Object position labeling entries:
——————

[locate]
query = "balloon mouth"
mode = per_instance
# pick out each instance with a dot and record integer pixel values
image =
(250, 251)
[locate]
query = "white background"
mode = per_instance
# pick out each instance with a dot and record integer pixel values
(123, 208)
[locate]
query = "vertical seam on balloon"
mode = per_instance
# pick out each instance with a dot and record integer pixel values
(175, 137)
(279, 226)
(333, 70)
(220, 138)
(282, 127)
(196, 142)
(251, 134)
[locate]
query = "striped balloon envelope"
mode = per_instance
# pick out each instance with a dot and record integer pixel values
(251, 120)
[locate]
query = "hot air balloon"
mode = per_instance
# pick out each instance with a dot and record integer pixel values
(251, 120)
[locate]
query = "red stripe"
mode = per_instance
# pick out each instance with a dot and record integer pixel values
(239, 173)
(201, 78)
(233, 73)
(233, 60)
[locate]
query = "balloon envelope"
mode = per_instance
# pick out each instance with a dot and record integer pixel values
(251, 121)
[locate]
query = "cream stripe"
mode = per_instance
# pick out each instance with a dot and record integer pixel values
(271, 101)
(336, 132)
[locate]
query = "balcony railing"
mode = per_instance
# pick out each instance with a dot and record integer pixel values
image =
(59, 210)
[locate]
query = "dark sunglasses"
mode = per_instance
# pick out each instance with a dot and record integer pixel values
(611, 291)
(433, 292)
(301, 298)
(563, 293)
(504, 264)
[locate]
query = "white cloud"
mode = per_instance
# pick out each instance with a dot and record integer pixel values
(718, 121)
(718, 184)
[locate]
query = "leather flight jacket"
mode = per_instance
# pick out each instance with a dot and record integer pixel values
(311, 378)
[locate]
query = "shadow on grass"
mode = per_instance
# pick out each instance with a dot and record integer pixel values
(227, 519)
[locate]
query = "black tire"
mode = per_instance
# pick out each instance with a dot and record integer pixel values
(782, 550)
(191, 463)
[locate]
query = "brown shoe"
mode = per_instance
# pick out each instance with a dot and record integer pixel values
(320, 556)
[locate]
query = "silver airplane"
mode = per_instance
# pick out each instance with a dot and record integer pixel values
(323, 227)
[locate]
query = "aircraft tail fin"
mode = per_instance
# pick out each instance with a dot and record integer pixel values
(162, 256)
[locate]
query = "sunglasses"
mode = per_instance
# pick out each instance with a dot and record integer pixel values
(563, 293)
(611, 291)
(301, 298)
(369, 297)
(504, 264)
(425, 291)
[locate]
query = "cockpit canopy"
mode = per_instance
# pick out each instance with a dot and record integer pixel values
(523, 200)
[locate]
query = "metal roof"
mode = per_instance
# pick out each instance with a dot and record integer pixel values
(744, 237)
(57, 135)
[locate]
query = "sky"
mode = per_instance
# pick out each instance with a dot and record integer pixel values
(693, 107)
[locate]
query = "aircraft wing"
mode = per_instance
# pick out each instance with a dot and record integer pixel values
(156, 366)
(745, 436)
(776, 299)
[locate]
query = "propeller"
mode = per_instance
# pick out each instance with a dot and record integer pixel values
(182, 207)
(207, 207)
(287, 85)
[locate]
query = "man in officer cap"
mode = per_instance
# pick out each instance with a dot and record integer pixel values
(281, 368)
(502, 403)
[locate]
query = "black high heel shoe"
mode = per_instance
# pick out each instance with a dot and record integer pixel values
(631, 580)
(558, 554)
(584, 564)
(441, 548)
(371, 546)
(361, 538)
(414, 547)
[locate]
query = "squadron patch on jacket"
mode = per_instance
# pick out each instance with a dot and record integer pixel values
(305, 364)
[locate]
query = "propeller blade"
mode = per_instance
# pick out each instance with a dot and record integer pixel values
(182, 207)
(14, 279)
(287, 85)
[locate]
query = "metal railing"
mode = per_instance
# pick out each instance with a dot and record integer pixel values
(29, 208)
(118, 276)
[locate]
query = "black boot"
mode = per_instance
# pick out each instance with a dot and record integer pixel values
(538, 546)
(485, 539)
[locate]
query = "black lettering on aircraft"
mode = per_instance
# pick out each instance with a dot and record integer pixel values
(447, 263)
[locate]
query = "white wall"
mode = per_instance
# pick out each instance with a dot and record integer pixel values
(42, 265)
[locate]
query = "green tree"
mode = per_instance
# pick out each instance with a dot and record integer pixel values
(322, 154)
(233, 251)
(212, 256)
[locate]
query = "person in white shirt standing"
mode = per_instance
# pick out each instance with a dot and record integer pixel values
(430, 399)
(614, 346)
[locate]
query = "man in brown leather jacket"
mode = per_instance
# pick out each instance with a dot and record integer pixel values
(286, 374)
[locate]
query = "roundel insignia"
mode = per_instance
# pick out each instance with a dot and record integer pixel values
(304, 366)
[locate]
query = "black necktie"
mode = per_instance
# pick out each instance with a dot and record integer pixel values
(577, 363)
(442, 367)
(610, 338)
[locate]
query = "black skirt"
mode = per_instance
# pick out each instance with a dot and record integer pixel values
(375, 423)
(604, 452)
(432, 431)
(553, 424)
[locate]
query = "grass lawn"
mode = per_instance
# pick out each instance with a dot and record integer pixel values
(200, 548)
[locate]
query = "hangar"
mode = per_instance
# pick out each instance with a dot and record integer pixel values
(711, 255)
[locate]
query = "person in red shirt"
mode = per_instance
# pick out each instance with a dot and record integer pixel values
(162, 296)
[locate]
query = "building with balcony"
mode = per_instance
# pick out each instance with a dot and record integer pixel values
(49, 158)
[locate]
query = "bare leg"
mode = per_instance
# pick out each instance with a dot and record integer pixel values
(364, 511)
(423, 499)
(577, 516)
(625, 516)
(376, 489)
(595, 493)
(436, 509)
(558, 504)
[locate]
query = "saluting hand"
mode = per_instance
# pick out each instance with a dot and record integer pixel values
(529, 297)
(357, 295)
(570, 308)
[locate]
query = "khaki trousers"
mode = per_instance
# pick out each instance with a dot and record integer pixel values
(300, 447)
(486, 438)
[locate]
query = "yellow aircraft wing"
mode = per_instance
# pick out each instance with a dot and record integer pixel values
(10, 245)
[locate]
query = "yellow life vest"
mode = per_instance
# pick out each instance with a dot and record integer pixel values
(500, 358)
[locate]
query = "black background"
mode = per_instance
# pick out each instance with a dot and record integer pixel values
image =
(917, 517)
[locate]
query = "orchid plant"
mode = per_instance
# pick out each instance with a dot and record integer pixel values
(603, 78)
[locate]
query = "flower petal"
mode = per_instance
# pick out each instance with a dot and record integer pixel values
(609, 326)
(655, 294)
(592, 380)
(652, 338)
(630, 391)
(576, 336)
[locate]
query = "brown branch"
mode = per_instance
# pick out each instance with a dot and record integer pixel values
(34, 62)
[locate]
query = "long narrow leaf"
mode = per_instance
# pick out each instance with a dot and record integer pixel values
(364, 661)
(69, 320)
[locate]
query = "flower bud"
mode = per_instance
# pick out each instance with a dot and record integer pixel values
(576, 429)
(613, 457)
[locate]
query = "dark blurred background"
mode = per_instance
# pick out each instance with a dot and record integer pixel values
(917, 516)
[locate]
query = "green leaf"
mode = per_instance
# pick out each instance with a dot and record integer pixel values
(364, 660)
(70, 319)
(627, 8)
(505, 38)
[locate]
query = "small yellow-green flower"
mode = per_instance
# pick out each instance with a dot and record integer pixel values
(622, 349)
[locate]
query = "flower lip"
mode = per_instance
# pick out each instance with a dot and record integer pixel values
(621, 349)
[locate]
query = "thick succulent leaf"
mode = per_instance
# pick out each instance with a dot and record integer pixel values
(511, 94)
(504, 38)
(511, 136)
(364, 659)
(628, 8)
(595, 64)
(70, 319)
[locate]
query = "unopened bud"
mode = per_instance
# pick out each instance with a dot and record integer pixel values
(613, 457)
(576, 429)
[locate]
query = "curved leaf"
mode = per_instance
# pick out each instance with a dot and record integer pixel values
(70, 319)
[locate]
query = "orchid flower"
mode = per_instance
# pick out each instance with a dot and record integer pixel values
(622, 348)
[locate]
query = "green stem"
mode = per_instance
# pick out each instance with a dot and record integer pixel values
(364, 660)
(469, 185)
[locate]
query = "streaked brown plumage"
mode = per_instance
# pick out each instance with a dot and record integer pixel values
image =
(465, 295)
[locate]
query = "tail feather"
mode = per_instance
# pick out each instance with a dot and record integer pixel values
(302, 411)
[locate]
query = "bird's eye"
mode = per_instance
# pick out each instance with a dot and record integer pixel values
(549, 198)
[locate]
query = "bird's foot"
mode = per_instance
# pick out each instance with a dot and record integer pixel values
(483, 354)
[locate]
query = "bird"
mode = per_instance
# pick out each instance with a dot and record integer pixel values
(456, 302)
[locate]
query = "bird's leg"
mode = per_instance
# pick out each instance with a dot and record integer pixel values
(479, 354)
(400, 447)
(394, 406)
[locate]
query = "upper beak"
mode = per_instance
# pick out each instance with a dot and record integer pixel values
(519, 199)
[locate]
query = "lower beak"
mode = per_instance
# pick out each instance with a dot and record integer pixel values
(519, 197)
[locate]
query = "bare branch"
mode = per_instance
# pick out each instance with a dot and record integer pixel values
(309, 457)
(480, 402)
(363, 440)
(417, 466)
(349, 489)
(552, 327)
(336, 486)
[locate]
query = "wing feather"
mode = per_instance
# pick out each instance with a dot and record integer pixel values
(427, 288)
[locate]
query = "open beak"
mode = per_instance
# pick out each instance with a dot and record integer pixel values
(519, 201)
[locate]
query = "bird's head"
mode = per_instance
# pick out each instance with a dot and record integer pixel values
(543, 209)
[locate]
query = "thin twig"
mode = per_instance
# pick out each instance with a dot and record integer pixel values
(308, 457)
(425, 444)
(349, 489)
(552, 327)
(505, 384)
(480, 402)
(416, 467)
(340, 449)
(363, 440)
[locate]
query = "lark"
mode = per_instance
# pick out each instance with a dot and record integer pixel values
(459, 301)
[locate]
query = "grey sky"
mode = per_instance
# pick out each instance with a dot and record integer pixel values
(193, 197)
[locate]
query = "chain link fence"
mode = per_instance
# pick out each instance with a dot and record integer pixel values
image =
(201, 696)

——————

PROBLEM REQUIREMENTS -
Extract every line from the rows above that contains the string "green", matching case exactly.

TASK OUTPUT -
query = "green tree"
query = "green leaf"
query = "small yellow-green flower"
query = "green stem"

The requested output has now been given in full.